--- BEGIN DATASET ---
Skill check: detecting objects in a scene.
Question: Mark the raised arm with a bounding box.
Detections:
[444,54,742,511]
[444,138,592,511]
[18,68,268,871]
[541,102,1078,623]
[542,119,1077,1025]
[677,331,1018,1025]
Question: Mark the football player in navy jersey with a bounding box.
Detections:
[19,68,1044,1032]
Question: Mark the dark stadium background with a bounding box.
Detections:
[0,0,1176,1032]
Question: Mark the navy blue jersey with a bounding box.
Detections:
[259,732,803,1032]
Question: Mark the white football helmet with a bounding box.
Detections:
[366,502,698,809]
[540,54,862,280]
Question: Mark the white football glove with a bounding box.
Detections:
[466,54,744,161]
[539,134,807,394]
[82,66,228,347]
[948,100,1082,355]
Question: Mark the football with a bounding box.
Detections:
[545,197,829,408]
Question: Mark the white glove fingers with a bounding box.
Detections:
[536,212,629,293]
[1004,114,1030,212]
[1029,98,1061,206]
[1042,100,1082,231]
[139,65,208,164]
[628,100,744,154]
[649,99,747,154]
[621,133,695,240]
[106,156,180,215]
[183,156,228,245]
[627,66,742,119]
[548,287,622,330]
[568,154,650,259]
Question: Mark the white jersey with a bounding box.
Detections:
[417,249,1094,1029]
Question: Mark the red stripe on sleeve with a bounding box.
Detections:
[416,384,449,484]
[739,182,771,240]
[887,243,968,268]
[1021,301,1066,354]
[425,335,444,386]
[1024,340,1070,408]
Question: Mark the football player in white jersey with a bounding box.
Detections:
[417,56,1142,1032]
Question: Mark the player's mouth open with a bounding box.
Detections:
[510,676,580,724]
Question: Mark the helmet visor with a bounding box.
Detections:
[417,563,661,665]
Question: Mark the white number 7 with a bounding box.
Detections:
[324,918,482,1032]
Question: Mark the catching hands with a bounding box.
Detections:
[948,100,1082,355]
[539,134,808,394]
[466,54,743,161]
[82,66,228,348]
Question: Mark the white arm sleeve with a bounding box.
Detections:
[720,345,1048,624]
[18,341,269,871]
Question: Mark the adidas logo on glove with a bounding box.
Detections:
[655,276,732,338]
--- END DATASET ---
Convert every line of the entries above into a JSON list of strings, one string per line, leaving out blank lines.

[
  "Skill check: detecting objects in a scene.",
  "Question: Mark the raised arm with a bounding box.",
  "Detections:",
  "[444,54,742,511]",
  "[444,138,592,511]",
  "[18,68,268,871]",
  "[541,102,1078,623]",
  "[542,119,1077,1025]",
  "[677,331,1018,1025]",
  "Question: Mark the football player in navy jersey with a bounding box.",
  "Detections:",
  "[19,68,1044,1032]",
  "Question: Mark the dark stadium background with a bounding box.",
  "Detections:",
  "[0,0,1176,1032]",
  "Question: Mark the navy blue jersey with a bounding box.",
  "Detections:",
  "[259,732,803,1032]",
  "Question: Mark the white football helmet with a bounding box.",
  "Detections:",
  "[366,502,698,809]",
  "[540,54,862,280]",
  "Question: Mark the white football glove with a bounding box.",
  "Detections:",
  "[466,54,744,161]",
  "[539,134,807,394]",
  "[82,66,228,347]",
  "[948,100,1082,355]",
  "Question: Mark the football with a bounding box.",
  "Detections:",
  "[545,197,829,408]",
  "Question: Mark the white glove fingers with a bounding box.",
  "Detections:",
  "[536,212,629,293]",
  "[1004,114,1030,212]",
  "[1029,98,1061,206]",
  "[1042,100,1082,231]",
  "[139,65,208,164]",
  "[628,100,744,154]",
  "[649,99,747,154]",
  "[621,133,695,240]",
  "[106,156,180,215]",
  "[183,156,228,245]",
  "[627,66,742,119]",
  "[548,287,622,330]",
  "[568,154,650,259]",
  "Question: Mark the white jersey with a bounding box.",
  "Detections:",
  "[417,249,1094,1029]",
  "Question: Mark the red stripe on sleeve with a bounding box.",
  "Detections:",
  "[416,384,449,484]",
  "[739,182,771,240]",
  "[887,243,968,268]",
  "[1021,301,1066,354]",
  "[425,335,444,386]",
  "[1024,340,1070,408]",
  "Question: Mark the football player in white jersey with a bounding box.",
  "Detections:",
  "[417,56,1142,1032]",
  "Question: Mark the player's mouth open with a bounding box.",
  "Detections:",
  "[510,676,580,724]",
  "Question: Mark the helmet visor with a bounding box.",
  "Detections:",
  "[417,563,661,665]",
  "Question: Mark the white number 7 with a bounding box.",
  "Detections:",
  "[324,918,482,1032]",
  "Question: Mark the catching hands with a bounding box.",
  "Detections:",
  "[948,100,1082,355]",
  "[539,134,808,394]",
  "[466,54,743,161]",
  "[82,66,228,348]",
  "Question: Mark the white arm sleeve with a bounding box.",
  "Detections:",
  "[720,345,1048,624]",
  "[18,341,269,871]",
  "Question: Mark the adidas logo on glove with a bounding box.",
  "Detections:",
  "[655,276,732,338]"
]